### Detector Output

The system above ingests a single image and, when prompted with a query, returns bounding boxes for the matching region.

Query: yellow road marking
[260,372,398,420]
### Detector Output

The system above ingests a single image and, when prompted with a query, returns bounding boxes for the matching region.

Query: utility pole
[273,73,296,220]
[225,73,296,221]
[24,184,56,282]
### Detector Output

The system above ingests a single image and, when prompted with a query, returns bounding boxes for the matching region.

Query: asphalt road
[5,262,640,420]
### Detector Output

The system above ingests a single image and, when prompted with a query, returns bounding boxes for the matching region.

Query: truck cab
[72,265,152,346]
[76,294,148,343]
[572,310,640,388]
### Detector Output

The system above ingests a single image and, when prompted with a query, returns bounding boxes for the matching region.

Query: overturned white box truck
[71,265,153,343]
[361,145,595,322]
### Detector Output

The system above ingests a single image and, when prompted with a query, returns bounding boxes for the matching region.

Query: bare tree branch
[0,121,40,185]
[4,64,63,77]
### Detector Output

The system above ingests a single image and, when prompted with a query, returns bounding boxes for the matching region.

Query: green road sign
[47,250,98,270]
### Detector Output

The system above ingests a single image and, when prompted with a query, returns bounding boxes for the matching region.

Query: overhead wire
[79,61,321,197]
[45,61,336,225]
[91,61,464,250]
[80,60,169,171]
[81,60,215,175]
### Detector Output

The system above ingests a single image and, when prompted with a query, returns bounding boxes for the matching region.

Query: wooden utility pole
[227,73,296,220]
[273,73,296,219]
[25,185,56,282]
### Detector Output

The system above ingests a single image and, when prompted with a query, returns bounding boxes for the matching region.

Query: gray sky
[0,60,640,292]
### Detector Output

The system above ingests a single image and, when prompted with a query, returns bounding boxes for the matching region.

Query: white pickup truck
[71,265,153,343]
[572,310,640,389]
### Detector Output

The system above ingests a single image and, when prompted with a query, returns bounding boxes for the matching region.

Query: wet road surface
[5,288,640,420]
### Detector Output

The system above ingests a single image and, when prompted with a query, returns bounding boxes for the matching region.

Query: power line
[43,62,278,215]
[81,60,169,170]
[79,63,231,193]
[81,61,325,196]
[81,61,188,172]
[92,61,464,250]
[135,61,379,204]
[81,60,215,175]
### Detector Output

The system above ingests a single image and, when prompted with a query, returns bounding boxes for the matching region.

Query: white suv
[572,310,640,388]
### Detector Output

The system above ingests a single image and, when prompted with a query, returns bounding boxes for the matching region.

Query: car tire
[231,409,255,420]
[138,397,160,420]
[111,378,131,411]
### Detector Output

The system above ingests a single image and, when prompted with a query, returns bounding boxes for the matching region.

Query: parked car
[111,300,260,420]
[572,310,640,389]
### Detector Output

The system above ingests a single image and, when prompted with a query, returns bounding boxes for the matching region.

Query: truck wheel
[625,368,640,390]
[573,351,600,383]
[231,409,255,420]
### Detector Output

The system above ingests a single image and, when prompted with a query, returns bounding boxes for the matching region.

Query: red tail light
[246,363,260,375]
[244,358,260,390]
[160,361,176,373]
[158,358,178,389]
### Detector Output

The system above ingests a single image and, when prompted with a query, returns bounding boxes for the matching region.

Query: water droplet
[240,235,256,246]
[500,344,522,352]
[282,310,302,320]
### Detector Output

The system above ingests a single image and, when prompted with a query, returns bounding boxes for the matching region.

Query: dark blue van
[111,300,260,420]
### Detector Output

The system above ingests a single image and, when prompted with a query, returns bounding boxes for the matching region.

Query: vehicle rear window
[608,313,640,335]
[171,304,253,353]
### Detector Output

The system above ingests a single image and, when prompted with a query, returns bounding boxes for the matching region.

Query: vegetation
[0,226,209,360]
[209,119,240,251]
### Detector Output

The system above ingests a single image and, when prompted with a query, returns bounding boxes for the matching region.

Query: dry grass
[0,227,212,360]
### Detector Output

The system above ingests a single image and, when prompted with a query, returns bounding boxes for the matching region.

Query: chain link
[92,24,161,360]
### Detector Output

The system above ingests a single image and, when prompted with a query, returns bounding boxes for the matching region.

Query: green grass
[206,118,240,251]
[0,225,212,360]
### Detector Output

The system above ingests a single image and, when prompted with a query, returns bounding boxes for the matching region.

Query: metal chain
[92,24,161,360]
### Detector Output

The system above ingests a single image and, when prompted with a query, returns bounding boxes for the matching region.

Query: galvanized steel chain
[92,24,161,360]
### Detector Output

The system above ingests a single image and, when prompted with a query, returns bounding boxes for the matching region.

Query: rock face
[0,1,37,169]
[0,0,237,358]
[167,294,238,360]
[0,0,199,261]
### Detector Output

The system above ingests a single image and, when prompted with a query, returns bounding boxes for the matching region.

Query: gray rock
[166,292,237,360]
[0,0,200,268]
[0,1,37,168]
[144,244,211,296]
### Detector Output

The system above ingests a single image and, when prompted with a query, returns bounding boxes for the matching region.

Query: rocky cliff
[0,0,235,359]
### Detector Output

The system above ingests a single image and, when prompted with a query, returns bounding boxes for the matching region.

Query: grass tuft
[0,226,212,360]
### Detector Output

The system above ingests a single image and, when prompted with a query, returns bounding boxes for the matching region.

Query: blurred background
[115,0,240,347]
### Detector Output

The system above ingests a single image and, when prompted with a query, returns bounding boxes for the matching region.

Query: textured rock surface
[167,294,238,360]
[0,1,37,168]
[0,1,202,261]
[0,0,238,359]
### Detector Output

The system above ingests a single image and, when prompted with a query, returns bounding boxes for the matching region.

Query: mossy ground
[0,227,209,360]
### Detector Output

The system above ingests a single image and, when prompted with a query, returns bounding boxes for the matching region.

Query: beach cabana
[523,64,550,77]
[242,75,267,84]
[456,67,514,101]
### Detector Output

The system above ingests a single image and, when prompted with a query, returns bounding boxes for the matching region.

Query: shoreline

---+---

** Work required **
Please pull out every line in the rows above that contains the word "utility". Case counts.

** Solution to this task **
Query: utility pole
Query: wooden utility pole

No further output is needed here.